*WHAT YOU ARE ASKED TO DO*
Go over the entries and report the lines where the word "this" occurs.

===

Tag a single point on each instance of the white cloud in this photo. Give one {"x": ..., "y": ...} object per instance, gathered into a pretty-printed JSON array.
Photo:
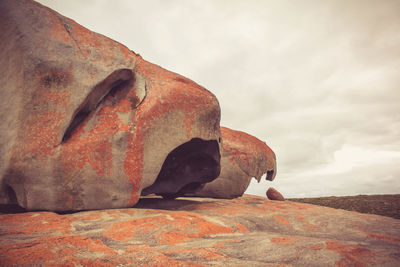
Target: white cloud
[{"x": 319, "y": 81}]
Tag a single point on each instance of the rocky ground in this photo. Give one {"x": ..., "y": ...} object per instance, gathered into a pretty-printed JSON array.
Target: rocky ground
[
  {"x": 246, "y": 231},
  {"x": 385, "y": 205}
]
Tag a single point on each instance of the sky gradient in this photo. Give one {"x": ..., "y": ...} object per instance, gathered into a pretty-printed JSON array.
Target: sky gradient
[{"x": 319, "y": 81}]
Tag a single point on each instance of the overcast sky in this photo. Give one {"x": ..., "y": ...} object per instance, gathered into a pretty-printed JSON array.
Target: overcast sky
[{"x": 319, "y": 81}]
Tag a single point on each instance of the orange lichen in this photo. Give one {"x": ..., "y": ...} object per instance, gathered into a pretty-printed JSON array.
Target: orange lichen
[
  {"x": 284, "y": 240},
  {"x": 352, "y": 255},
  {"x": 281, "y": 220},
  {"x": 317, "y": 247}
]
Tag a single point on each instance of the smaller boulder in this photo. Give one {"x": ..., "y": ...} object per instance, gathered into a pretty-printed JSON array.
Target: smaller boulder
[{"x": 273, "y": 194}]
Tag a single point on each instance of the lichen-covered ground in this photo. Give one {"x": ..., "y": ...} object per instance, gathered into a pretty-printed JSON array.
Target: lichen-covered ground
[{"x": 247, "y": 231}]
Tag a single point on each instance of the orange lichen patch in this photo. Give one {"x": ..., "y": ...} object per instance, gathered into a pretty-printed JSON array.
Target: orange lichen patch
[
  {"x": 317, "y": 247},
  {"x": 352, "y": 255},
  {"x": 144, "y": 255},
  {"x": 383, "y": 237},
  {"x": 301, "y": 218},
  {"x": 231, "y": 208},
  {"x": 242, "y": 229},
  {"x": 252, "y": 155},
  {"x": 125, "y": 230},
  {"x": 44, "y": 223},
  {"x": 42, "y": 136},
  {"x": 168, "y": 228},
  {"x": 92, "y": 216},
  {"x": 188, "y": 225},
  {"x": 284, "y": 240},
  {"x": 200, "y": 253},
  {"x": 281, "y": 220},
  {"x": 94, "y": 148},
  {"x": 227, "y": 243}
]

===

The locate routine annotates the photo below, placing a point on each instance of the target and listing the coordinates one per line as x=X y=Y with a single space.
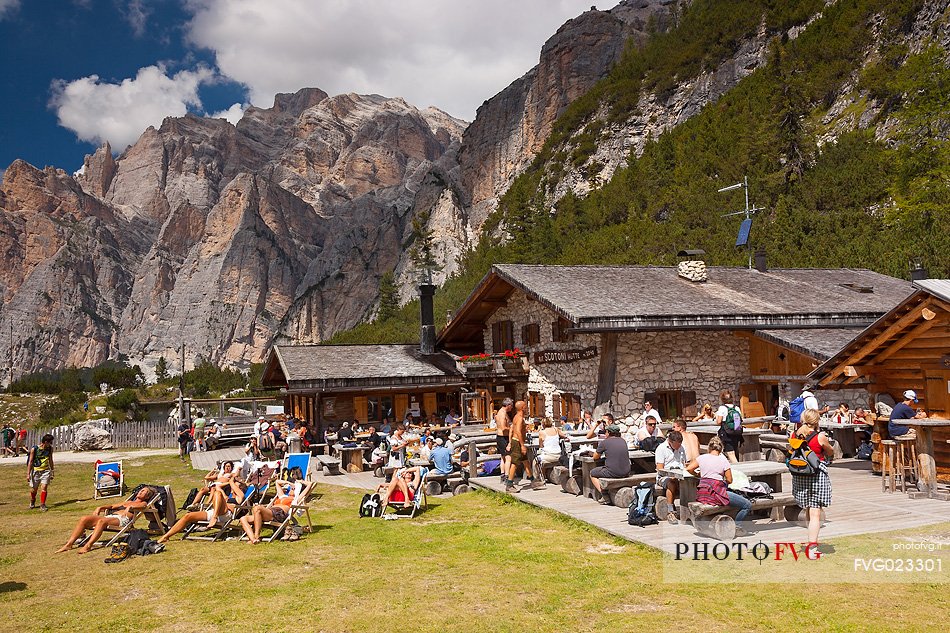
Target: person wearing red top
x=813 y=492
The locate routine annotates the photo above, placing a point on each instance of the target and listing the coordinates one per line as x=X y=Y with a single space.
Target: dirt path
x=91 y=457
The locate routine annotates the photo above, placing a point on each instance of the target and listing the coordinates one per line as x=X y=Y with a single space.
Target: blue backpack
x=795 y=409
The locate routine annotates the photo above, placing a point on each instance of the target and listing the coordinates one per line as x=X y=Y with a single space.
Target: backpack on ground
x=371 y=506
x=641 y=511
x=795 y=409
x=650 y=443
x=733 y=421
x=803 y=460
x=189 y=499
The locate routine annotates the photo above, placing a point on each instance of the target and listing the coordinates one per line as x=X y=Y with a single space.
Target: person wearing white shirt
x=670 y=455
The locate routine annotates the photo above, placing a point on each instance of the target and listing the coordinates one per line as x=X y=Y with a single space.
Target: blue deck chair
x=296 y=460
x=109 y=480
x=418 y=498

===

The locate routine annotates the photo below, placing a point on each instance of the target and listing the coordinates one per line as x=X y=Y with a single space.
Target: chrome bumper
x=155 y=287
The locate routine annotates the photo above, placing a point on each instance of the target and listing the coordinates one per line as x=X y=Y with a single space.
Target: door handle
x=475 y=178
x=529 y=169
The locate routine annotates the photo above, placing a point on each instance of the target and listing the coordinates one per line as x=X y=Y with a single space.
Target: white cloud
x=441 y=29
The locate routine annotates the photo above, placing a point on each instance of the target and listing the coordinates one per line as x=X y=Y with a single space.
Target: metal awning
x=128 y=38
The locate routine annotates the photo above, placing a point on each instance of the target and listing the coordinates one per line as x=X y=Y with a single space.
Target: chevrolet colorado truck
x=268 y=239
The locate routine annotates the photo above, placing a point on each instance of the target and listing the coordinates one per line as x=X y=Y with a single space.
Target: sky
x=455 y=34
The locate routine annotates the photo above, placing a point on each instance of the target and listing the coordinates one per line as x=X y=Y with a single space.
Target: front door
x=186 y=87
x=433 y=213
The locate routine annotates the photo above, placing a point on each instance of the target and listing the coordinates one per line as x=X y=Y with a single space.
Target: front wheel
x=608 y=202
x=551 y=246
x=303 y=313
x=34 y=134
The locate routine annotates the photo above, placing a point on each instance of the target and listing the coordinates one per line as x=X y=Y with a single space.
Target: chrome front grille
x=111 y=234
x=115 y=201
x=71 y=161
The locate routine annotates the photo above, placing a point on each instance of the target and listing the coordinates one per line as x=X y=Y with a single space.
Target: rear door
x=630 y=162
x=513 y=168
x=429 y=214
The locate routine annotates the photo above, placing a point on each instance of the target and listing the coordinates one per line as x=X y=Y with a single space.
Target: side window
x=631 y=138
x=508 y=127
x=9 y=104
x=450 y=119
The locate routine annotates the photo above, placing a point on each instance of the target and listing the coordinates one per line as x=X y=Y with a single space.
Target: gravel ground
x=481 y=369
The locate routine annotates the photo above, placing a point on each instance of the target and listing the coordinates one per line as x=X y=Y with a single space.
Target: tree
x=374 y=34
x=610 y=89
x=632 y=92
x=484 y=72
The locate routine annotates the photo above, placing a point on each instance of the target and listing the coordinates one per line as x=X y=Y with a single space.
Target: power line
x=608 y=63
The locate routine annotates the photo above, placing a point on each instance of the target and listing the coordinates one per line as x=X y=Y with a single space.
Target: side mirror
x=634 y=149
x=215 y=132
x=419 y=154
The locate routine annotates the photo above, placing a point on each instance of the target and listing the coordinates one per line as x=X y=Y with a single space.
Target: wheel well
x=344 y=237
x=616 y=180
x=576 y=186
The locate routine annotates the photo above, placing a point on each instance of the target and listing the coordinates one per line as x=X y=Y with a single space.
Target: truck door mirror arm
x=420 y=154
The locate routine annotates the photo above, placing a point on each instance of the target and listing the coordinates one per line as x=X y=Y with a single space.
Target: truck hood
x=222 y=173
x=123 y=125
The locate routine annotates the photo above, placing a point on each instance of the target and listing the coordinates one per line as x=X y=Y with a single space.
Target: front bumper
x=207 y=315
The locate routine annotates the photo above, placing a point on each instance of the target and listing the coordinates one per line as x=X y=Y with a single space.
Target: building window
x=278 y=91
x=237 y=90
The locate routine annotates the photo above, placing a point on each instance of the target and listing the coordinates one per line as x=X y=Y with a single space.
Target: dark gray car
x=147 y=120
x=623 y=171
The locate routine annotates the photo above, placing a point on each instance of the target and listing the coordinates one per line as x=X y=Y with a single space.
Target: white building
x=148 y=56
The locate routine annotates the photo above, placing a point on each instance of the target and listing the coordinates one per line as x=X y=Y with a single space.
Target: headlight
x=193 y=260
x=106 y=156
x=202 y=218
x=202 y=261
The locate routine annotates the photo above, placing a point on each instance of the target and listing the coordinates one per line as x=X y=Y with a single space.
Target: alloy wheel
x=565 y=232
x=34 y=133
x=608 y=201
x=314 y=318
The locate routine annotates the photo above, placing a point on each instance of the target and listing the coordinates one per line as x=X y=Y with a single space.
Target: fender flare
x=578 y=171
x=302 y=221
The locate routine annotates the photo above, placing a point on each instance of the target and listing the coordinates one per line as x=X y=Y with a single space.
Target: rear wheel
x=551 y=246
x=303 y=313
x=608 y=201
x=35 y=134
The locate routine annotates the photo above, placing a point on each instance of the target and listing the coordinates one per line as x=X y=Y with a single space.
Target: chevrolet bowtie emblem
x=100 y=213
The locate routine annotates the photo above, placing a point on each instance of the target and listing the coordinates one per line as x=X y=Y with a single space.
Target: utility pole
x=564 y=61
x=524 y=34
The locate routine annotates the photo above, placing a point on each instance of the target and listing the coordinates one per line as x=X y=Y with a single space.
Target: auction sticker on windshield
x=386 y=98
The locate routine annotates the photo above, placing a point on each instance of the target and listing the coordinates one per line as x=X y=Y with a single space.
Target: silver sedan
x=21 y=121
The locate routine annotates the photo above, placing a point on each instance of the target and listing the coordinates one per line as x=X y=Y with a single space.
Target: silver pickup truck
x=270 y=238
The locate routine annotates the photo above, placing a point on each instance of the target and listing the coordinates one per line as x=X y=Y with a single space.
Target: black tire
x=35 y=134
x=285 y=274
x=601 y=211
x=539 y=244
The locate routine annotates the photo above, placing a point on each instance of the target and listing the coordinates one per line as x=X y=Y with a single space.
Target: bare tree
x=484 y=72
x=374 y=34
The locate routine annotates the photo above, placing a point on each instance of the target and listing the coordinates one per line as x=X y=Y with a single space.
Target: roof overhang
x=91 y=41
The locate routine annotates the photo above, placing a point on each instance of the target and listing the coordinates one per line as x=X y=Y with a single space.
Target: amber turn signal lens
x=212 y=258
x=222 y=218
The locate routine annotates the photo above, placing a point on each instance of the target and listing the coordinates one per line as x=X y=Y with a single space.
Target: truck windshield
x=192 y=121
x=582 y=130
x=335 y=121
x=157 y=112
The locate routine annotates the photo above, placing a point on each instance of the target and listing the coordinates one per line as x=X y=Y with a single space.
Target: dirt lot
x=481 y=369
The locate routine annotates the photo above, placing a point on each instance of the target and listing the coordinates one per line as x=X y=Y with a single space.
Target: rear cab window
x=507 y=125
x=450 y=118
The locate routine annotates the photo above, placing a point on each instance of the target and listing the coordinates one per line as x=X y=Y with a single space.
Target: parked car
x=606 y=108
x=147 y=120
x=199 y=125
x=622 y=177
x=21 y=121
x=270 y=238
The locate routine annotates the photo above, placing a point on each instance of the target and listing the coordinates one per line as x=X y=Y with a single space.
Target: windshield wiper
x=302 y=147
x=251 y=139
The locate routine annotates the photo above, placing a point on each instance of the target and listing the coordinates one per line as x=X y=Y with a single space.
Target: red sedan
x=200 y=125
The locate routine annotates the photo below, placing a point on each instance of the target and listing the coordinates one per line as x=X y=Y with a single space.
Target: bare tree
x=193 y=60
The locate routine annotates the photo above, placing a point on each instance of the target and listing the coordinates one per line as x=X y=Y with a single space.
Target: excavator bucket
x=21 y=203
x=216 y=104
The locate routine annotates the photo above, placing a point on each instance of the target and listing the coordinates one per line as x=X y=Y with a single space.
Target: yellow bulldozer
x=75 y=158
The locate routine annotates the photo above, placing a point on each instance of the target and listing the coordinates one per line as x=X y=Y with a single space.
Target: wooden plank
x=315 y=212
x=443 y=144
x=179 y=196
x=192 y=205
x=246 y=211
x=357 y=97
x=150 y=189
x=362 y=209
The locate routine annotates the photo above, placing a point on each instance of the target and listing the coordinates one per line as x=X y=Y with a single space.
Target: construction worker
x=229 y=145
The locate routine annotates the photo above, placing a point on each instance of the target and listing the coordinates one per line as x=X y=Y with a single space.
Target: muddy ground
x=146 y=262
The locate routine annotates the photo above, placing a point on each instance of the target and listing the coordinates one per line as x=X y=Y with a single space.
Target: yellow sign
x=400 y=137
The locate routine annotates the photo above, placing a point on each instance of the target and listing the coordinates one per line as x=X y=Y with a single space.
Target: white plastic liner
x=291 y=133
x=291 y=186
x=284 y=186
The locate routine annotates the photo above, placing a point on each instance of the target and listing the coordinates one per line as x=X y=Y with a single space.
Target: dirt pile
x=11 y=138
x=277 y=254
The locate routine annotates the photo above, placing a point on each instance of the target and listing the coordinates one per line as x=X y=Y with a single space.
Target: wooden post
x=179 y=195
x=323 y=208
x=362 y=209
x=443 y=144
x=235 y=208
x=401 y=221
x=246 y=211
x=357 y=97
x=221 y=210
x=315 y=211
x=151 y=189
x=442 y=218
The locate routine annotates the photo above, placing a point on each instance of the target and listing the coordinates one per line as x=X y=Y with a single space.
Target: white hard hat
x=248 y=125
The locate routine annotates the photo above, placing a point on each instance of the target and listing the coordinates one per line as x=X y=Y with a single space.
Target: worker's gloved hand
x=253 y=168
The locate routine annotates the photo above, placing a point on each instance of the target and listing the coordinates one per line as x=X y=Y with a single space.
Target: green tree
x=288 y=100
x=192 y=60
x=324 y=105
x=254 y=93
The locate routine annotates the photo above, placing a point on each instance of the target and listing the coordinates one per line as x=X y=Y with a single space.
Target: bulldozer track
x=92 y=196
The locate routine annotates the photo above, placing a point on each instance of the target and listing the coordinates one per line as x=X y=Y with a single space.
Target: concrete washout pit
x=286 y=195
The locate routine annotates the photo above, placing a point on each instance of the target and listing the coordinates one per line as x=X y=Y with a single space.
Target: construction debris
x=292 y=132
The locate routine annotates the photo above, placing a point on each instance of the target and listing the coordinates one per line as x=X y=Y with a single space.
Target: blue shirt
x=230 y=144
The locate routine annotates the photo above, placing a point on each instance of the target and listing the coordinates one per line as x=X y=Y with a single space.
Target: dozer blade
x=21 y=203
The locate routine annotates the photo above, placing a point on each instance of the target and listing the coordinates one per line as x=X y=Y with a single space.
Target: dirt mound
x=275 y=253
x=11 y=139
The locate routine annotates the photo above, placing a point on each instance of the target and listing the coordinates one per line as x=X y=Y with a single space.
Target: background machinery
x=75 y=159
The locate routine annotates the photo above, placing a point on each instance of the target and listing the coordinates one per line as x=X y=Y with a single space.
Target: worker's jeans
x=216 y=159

===

*COMPLETED TASK*
Tag a single point on each instance of the white cloud in this photo. Give one {"x": ..., "y": ...} object per instance, gathered into a pretty-printed JSON array.
Tag a single point on each instance of the rocky ground in this photo. Give one {"x": ..., "y": ...} object per instance, gathered into a pretty-printed JSON array.
Tag a single point on each instance of the sky gradient in this photo. Give one {"x": ..., "y": ...} object per instance, gathered into a pretty-printed JSON array.
Tag a single point on each instance of the overcast sky in this photo. Give one {"x": ..., "y": ...} object per instance, gathered into a pretty-printed JSON array.
Tag a single point on each instance of the orange lichen in this photo. Give one {"x": ..., "y": ...} object per instance, gathered into a pretty-printed JSON array.
Tag a single point on each instance of the smaller boulder in this photo. Give one {"x": ..., "y": ...} object per instance, gathered into a pretty-printed JSON array.
Tag a single point on each instance of the lichen-covered ground in this photo. Give one {"x": ..., "y": ...} object per instance, gathered into a pretty-printed JSON array.
Tag a single point on each instance of the orange lichen patch in this photo. Give one {"x": ..., "y": ...} object per instance, gathered into a pretty-printed JSON array.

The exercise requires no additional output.